## WHAT YOU NEED TO DO
Copy out the lines from the very first one through the line that contains "positive clicks: (183, 353) (197, 280)", both included.

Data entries
________________

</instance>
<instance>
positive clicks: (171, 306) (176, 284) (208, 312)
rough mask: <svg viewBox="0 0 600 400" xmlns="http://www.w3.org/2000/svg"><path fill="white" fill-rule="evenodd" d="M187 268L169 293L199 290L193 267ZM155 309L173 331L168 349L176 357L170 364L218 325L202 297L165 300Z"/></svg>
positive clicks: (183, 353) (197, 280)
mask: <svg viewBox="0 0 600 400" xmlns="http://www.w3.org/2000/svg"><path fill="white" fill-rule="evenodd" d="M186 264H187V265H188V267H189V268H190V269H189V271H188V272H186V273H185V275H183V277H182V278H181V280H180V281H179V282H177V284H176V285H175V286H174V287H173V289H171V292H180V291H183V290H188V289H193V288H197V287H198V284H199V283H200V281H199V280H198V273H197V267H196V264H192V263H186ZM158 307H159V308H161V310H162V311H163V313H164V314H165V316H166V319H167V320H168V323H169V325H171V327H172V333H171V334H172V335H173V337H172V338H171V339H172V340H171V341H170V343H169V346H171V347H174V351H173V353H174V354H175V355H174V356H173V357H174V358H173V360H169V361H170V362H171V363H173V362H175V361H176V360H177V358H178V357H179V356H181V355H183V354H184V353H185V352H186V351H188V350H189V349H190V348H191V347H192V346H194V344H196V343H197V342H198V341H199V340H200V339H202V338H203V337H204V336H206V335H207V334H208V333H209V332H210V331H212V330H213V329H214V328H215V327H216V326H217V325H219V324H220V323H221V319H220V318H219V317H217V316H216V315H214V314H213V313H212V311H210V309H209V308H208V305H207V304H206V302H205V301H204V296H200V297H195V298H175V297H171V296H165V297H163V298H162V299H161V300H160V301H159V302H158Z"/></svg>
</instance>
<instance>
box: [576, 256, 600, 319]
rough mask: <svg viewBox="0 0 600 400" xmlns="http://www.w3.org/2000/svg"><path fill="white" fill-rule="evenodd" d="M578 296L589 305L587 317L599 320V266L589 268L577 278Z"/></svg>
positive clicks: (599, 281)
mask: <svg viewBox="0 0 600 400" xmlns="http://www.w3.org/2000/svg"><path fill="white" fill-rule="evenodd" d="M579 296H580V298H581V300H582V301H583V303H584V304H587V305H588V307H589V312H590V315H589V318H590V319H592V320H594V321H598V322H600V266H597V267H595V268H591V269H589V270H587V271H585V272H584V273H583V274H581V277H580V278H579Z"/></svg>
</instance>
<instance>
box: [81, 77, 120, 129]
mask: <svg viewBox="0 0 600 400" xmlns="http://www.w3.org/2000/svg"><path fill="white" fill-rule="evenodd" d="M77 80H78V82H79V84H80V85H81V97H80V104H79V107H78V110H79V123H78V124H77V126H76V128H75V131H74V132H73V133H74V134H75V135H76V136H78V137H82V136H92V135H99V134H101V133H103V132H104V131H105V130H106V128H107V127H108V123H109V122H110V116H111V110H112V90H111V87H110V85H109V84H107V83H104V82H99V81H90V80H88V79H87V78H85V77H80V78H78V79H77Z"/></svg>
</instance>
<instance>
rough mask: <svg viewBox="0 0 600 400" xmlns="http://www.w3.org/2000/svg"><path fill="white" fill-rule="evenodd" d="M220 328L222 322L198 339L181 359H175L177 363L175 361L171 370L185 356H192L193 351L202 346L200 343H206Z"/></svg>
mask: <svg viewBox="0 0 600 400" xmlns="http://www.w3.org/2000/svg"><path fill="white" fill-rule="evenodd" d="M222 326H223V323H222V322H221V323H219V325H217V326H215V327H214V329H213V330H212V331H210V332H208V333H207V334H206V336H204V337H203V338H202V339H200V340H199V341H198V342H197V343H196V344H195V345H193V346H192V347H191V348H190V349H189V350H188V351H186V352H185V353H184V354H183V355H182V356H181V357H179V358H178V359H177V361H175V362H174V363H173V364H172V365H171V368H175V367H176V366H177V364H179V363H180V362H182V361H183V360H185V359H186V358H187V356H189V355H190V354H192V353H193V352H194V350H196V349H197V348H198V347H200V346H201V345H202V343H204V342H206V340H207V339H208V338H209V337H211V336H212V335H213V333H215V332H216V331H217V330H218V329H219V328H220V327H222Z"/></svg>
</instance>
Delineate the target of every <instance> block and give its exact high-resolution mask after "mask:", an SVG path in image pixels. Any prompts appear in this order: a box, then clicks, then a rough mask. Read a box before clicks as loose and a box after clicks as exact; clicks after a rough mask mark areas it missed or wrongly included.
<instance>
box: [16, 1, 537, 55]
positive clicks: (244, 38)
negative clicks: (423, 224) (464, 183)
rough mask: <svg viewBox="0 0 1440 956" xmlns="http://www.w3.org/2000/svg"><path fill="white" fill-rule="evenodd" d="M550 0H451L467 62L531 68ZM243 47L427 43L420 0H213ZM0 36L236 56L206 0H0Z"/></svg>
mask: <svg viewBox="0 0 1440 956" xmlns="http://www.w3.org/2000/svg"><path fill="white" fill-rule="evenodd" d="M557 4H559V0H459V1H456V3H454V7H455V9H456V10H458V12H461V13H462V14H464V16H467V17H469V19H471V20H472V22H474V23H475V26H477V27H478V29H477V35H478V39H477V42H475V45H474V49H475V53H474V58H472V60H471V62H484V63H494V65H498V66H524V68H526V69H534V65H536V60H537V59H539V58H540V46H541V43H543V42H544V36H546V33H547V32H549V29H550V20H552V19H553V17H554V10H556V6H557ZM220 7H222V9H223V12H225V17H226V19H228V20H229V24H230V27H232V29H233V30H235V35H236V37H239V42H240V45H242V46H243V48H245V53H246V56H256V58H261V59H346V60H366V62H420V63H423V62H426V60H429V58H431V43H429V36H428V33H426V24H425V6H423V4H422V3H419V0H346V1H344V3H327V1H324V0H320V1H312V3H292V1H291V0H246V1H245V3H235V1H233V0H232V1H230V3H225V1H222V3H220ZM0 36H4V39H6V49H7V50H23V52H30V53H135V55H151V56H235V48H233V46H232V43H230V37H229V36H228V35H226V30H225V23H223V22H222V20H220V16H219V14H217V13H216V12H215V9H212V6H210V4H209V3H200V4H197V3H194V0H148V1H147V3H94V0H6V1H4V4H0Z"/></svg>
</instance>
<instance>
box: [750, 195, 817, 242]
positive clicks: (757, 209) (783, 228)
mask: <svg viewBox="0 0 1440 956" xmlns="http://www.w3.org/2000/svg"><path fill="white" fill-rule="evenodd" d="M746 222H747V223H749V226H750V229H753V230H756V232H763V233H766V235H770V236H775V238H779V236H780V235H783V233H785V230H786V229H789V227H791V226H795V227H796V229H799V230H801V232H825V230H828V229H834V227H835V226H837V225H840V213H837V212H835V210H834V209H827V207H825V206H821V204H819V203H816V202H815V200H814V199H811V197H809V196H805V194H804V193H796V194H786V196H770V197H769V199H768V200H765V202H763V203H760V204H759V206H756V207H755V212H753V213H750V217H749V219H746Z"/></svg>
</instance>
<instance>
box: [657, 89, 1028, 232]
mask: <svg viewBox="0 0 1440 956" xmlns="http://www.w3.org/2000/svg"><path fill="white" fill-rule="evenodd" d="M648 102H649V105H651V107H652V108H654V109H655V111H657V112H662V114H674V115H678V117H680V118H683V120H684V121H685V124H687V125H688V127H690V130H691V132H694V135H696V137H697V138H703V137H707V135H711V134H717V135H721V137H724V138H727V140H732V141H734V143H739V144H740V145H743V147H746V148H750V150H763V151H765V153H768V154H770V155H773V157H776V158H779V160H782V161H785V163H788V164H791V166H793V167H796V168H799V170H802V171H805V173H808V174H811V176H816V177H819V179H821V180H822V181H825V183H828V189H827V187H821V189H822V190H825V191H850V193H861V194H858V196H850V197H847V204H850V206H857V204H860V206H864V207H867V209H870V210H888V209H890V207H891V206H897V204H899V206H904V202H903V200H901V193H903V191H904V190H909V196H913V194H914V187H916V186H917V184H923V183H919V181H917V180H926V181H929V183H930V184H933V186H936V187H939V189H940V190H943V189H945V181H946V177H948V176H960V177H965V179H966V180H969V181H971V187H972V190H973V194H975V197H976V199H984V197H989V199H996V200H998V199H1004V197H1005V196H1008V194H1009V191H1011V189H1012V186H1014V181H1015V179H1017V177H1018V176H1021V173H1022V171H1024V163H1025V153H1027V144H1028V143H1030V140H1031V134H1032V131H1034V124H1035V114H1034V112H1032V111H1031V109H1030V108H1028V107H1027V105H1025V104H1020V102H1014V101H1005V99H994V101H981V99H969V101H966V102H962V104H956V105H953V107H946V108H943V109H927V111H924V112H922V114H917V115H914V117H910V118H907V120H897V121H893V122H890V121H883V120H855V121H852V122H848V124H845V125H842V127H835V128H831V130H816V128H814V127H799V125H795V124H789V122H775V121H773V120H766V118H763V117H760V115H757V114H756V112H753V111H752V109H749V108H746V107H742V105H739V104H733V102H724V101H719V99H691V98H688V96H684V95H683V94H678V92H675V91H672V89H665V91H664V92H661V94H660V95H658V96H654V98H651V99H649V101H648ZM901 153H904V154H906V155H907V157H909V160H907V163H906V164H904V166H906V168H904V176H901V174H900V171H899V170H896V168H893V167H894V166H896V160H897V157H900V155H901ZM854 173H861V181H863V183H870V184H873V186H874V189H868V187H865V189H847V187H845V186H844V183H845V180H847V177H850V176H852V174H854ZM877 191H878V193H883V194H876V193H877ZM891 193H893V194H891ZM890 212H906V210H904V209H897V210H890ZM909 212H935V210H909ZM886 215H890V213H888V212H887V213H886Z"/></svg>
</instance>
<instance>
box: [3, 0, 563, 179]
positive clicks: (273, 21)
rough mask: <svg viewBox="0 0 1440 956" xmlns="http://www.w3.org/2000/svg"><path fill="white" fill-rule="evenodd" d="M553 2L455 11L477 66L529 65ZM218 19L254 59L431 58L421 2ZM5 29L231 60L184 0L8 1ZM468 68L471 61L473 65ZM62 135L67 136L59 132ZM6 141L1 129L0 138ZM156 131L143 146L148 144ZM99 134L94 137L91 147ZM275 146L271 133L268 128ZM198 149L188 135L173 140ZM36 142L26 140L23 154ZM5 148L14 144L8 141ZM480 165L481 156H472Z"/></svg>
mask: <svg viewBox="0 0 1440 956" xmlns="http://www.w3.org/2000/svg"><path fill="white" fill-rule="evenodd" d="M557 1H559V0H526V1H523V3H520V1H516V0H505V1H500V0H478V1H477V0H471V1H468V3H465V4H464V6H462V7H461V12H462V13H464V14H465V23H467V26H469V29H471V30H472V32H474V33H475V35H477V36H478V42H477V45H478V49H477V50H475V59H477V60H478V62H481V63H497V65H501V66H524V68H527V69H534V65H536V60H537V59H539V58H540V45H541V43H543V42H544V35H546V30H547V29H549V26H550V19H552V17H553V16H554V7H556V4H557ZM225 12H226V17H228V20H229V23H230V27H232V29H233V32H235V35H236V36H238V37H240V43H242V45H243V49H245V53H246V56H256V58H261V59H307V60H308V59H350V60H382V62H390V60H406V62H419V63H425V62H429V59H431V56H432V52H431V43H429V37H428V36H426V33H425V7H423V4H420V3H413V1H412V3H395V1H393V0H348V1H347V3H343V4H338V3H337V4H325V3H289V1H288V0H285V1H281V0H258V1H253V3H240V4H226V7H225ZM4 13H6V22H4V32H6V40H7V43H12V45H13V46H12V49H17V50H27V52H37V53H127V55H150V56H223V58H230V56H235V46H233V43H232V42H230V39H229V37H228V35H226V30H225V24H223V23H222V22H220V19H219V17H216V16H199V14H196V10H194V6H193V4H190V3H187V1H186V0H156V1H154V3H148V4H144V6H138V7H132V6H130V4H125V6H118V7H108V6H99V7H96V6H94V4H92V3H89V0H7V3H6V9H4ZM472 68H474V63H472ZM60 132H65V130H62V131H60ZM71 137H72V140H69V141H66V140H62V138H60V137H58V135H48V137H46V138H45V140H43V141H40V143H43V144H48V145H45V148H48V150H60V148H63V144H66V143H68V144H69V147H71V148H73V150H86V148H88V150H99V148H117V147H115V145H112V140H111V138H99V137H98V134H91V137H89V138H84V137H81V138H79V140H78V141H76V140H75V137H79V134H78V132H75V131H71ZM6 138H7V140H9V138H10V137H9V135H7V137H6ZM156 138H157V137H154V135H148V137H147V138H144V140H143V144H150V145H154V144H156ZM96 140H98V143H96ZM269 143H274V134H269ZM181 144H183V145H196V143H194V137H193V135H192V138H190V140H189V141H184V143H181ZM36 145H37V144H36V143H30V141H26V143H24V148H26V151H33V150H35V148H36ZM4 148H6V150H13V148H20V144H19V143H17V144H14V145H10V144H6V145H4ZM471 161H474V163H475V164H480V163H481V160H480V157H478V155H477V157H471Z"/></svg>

________________

## RESULT OF THIS TASK
</instance>
<instance>
positive clicks: (171, 306) (176, 284) (208, 312)
rough mask: <svg viewBox="0 0 600 400" xmlns="http://www.w3.org/2000/svg"><path fill="white" fill-rule="evenodd" d="M187 268L169 293L199 290L193 267ZM155 309L173 331L168 349L176 357L170 364L218 325L202 297L165 300Z"/></svg>
positive clicks: (183, 353) (197, 280)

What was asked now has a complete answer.